» **Written tasks**:
1: In the article on California police sting operations, what total amount did the five men settle for in their class-action lawsuit with the San Jose Police Department?
2: Reproduce the passage of the article on California police sting operations word for word, everything from "Rory Moroney was" down to "arrest was unconstitutional.".
3: Say whether each statement agrees with the article on California police sting operations, and quote the deciding words: (a) the judge who threw out the charges against Moroney ruled that the arrest was unconstitutional; (b) Moroney settled his civil case in court for a disclosed amount; (c) Nickerson based his estimate only on arrest reports from Los Angeles County.

» **Extract provided**:
How California police departments targeted gay men in sting operations for a century

Rory Moroney was doing office work on a laptop at Recreation Park in Long Beach on Oct. 15, 2014, when he got up to use the park’s restroom. He was followed by a man who walked past him and smiled, which Moroney took as a sign of interest in him. The man continued to smile and give non-verbal signals of interest. But when Moroney exposed himself a few moments later, the man rushed past him and out the door, according to a lawsuit filed in Los Angeles County Superior Court.

Moroney realized what had happened a few minutes later when he exited the restroom. The man identified himself as a Long Beach police officer and arrested Moroney for lewd conduct and indecent exposure.

The charges filed against him were later thrown out by Los Angeles County Superior Court Justice Halim Dhanidina, who ruled that the arrest was unconstitutional.

“You’re hunting for gay people,” Moroney said of sting operations like the one he was arrested in. “In my case, they were parked in their four cars, four separate cars, waiting for a gay guy to enter that restroom.”

In October, four years after his arrest, Moroney settled his civil case with the Long Beach Police Department outside of court for an undisclosed amount. The same month, five men settled a class-action lawsuit related to similar sting operations of gay men in public restrooms with the San Jose Police Department for $125,000 total, which ended up being about $15,000 per plaintiff after subtracting legal fees.

At the heart of these cases is a practice that police departments throughout the state say has ended. But LGBTQ rights advocates in California say it hasn’t gone away entirely and is rooted in an insidious history of gay men being stereotyped as predators. Police departments are now feeling the repercussions of this unconstitutional practice in the form of civil lawsuits.

San Carlos-based civil rights attorney Bruce Nickerson, who represented Moroney, estimates that between 40,000 and 50,000 people in California, mainly gay men, have been arrested in illegitimate police decoy operations since 1979, the year the California Supreme Court redefined lewd conduct to include a question of whether an action was highly offensive to an observer. He arrived at that number after reading through the details of arrest reports involving decoy operations from Alameda County, Los Angeles County, San Diego County, Contra Costa County and other areas of the state.

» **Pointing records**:
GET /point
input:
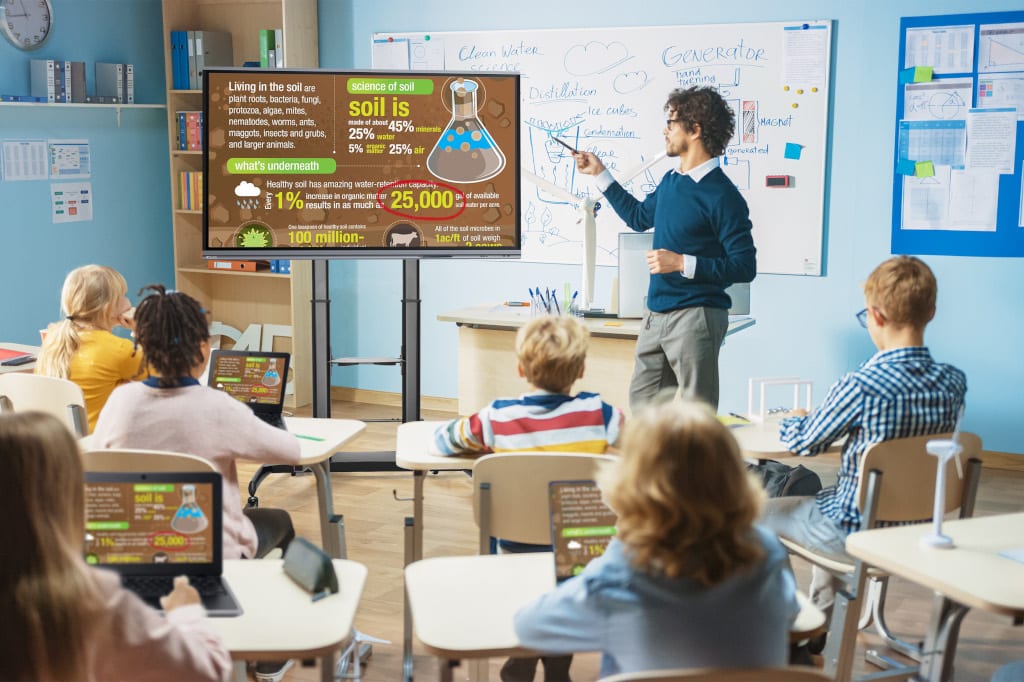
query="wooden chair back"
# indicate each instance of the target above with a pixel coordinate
(907, 487)
(156, 461)
(60, 397)
(510, 493)
(787, 674)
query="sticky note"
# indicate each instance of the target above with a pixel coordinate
(922, 74)
(906, 167)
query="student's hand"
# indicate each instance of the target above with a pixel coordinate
(663, 260)
(588, 163)
(182, 595)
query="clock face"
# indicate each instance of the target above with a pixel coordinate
(26, 23)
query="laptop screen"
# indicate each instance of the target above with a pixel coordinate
(256, 378)
(582, 525)
(154, 523)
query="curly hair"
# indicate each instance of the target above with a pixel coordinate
(704, 107)
(685, 502)
(904, 289)
(552, 351)
(171, 328)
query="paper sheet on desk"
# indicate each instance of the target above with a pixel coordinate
(1015, 554)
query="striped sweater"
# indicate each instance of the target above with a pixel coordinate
(540, 421)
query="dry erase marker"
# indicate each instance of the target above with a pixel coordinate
(565, 144)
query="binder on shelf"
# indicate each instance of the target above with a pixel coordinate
(190, 51)
(76, 71)
(238, 265)
(111, 80)
(213, 48)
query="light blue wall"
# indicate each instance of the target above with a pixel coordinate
(131, 225)
(805, 326)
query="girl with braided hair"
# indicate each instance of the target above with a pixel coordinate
(172, 411)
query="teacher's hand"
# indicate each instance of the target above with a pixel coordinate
(588, 163)
(662, 260)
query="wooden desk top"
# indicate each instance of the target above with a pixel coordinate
(280, 620)
(415, 450)
(972, 572)
(320, 438)
(20, 347)
(463, 606)
(501, 316)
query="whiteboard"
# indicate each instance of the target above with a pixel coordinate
(603, 90)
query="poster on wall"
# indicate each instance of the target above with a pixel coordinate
(960, 114)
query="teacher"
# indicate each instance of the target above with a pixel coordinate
(702, 245)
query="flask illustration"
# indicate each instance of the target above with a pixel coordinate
(465, 152)
(271, 378)
(188, 518)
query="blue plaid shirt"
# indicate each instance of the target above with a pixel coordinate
(895, 394)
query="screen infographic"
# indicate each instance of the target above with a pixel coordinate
(360, 163)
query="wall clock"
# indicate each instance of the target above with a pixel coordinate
(26, 24)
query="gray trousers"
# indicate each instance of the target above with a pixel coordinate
(679, 349)
(799, 519)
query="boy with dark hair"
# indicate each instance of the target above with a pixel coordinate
(702, 245)
(898, 393)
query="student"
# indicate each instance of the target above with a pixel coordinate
(82, 347)
(899, 392)
(702, 245)
(62, 619)
(689, 581)
(552, 354)
(174, 412)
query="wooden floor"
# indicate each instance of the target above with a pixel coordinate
(374, 533)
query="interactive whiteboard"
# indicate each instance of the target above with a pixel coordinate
(603, 90)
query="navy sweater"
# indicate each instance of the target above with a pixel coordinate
(708, 219)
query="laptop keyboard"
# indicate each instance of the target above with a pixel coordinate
(154, 587)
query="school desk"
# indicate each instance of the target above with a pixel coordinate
(487, 363)
(463, 606)
(22, 348)
(971, 574)
(281, 621)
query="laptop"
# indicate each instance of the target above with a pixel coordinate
(254, 377)
(582, 525)
(150, 527)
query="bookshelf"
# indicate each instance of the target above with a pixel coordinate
(238, 298)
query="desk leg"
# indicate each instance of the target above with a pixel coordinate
(940, 643)
(332, 526)
(407, 634)
(418, 477)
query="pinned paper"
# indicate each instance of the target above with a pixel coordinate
(906, 167)
(915, 75)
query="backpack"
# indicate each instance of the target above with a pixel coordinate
(782, 480)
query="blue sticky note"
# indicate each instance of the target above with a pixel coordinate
(906, 167)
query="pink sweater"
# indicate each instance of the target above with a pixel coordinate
(134, 642)
(201, 421)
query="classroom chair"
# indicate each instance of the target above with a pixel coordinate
(60, 397)
(896, 484)
(510, 493)
(157, 461)
(787, 674)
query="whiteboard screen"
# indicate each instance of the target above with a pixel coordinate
(603, 90)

» **Solutions to the tasks**:
1: $125,000 total.

2:
Rory Moroney was doing office work on a laptop at Recreation Park in Long Beach on Oct. 15, 2014, when he got up to use the park’s restroom. He was followed by a man who walked past him and smiled, which Moroney took as a sign of interest in him. The man continued to smile and give non-verbal signals of interest. But when Moroney exposed himself a few moments later, the man rushed past him and out the door, according to a lawsuit filed in Los Angeles County Superior Court.

Moroney realized what had happened a few minutes later when he exited the restroom. The man identified himself as a Long Beach police officer and arrested Moroney for lewd conduct and indecent exposure.

The charges filed against him were later thrown out by Los Angeles County Superior Court Justice Halim Dhanidina, who ruled that the arrest was unconstitutional.

3:
(a) Yes: "who ruled that the arrest was unconstitutional."
(b) No: "settled his civil case with the Long Beach Police Department outside of court for an undisclosed amount."
(c) No: "from Alameda County, Los Angeles County, San Diego County, Contra Costa County and other areas of the state."